Exercise details
Make an exact copy of the records, with the pictures left out.

Given data
=-=-=-=-=
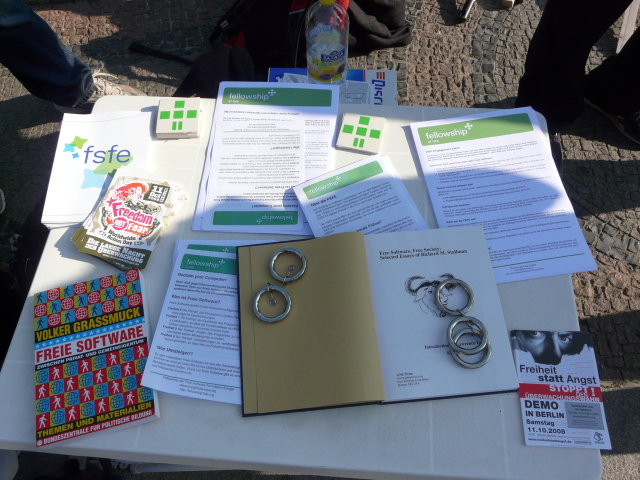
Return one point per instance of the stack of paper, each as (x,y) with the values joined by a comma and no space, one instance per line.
(266,138)
(90,149)
(87,377)
(178,118)
(196,351)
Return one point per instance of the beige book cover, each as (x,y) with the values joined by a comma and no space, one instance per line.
(324,353)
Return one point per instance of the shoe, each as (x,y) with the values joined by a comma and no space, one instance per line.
(629,125)
(103,86)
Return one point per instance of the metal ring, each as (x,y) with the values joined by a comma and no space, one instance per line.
(275,256)
(269,288)
(454,281)
(479,331)
(463,363)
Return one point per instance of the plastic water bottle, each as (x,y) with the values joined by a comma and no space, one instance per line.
(327,32)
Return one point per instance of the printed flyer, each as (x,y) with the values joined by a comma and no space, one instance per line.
(560,391)
(91,344)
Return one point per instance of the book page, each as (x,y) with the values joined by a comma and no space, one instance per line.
(405,269)
(496,170)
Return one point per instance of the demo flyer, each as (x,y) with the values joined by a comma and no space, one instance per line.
(560,393)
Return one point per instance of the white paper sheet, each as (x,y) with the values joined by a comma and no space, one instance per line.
(366,196)
(496,170)
(196,348)
(273,106)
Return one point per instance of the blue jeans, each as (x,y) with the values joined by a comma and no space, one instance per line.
(36,57)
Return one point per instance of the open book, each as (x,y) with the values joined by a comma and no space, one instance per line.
(364,326)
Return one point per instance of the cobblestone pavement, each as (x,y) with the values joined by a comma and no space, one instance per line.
(477,63)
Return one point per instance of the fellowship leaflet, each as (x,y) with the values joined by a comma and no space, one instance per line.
(364,326)
(91,346)
(496,170)
(265,139)
(560,391)
(91,148)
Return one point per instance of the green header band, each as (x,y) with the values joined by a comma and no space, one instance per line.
(343,180)
(269,217)
(475,129)
(228,266)
(213,248)
(279,97)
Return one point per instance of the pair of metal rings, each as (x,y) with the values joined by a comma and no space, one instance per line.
(473,327)
(274,288)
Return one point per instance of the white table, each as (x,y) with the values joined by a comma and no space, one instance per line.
(473,437)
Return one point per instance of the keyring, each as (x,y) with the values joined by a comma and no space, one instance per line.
(454,281)
(268,289)
(287,279)
(479,331)
(463,363)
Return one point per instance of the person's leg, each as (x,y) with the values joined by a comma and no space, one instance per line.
(553,82)
(32,51)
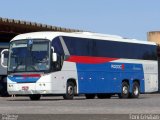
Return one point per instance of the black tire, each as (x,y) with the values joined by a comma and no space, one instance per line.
(104,96)
(35,97)
(124,90)
(3,88)
(135,90)
(69,91)
(90,96)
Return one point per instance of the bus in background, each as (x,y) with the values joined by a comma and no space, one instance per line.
(3,71)
(68,64)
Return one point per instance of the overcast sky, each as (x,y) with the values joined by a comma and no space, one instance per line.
(127,18)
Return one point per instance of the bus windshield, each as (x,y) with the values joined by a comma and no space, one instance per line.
(29,56)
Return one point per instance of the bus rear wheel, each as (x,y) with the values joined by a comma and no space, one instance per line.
(90,96)
(124,91)
(35,97)
(135,90)
(103,96)
(69,91)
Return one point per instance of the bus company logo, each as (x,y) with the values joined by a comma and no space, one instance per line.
(120,67)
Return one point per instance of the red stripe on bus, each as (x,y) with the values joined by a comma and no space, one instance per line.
(89,59)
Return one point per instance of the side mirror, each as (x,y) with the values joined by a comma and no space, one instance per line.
(54,57)
(3,58)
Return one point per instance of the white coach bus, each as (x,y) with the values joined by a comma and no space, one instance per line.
(68,64)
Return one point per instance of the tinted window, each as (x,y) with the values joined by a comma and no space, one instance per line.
(57,46)
(103,48)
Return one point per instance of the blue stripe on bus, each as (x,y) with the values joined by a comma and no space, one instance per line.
(21,79)
(107,77)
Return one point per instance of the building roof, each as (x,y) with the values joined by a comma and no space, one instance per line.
(11,27)
(89,35)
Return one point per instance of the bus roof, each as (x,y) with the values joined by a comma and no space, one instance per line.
(90,35)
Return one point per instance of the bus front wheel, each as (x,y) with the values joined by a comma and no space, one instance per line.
(90,96)
(35,97)
(69,91)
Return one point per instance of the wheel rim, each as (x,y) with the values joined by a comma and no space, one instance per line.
(136,90)
(70,90)
(125,90)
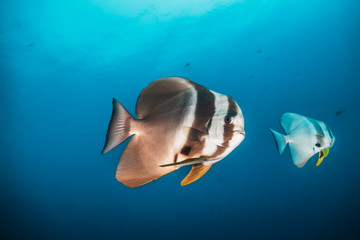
=-=-=-=-=
Response
Return one point per instance of the stack of paper, each as (x,y) with the values joined by a comma and no space, one instance per line.
(266,138)
(90,149)
(87,377)
(178,118)
(196,351)
Return one point per instance of the beige book cover, each as (x,y) with the values joined by a comma and no space, one instance per line.
(324,353)
Return one point per instance of the shoe, each as (x,y) with the values joined by a comma and no space, one instance per line.
(629,125)
(103,86)
Return one point per instance of the metal ring, each as (x,y) with the values joined by a comma and no space, one instance per line.
(275,256)
(269,288)
(454,281)
(479,331)
(463,363)
Return one point per instance of the plastic water bottle, each as (x,y) with the values joined by a comma and no space, one instance per line.
(327,32)
Return one point per instance of the printed flyer, each as (x,y) with the values joined by a comma and no space, one instance per line.
(560,391)
(91,344)
Return one point per instance of the book page, each as (x,y) with the values joined by a comma and no space, one instance per line.
(405,269)
(496,170)
Return one point per instance of the demo flyer, each as (x,y) with the values joined by a comma and no space, one instance per line.
(560,393)
Return one point per instance of the white paper sheet, each as (x,y) with the values joined by a comma and no space, one instance per line.
(366,196)
(496,170)
(196,348)
(273,106)
Return one point per instance of the blue jeans, each as (x,y) with the values joined by a comma and no space, one instance per line.
(36,57)
Return one point per instance of the open book, each as (x,y) with the values joined by a comma and no space, one instance per line.
(364,326)
Return one point per instance of the cobblestone pavement, each as (x,y) with the values joined by a comma and no space, one instance per line.
(477,63)
Return one point per instance of the fellowship leaflet, each as (x,y) with the values joined by a comma and no space, one instance per line.
(364,326)
(91,346)
(496,170)
(265,139)
(560,391)
(91,148)
Return one point per instance of the green header band, each as (x,y) with the values joined by a comma and no space, one instance per line.
(343,180)
(269,217)
(475,129)
(228,266)
(213,248)
(279,97)
Return one point per instance of the pair of metal rings, each as (x,y) with the values joined by a comma and no space, one instance per line.
(473,327)
(274,288)
Return one point per instance of the white table, each as (x,y) with the values joined by a comma and no space, one instance per line.
(473,437)
Return one point per instance of the keyring, each as (x,y) with the values joined by a comma and no space, one instance per line.
(454,281)
(268,289)
(287,279)
(479,331)
(463,363)
Return one point per instance of the person's leg, each as (x,y) with the values joined by a comma and no space, one instance per line.
(553,82)
(32,51)
Return one point per instance of the black tire, each as (x,y) with the values joined by a comma and no space, one instance per line.
(104,96)
(35,97)
(124,90)
(3,88)
(135,90)
(69,91)
(90,96)
Return one point per instance of the bus in background, each as (x,y) with the values joined by a comma and no space, one instance per line.
(3,71)
(68,64)
Return one point per instance of the overcast sky, each as (x,y) with the values joined by a comma and no space, one instance per line.
(127,18)
Return one point per instance of the bus windshield, each as (x,y) with the values joined by a comma and no space, one instance per line.
(29,56)
Return one point per instance of the bus rear wheel, each as (x,y) with the values joined by a comma and no space, one instance per line.
(90,96)
(124,91)
(35,97)
(135,90)
(103,96)
(69,91)
Return one point per instance of the bus company logo, each as (x,y) with the values joined by a comma and no space, one instance per line.
(120,67)
Return one point per instance of the red stripe on bus, each as (x,y) with the values joined by a comma and no space, one instance per line.
(89,59)
Return one point per instance of the side mirror, each as (x,y) with the values joined by a comma and no space, one instance per line.
(54,57)
(3,58)
Return one point per instance of the white coach bus, each as (x,y) with the values joined by a comma and no space, one instance per line.
(68,64)
Return one point per instance of the tinted window, each as (x,y) with the values joined by a comma and no space, one instance per line.
(57,46)
(103,48)
Return one point per instance of the blue stripe on bus, each as (x,y) with the values joined by a comma and no space, one instance per line.
(21,79)
(107,77)
Return one point per instance of the building roof, each as (x,y) with the values joined by a comma and no space, one instance per line.
(11,27)
(89,35)
Return one point per instance of the bus roof, each as (x,y) with the values joined by a comma and no space, one instance per line.
(90,35)
Return one point per instance of the bus front wheel, each as (x,y) with the values joined by a comma and no space, one instance per line.
(90,96)
(35,97)
(69,91)
Return one point per instance of the wheel rim, each as (x,y) with the values joined by a comma and no space, one instance per line.
(136,90)
(70,90)
(125,90)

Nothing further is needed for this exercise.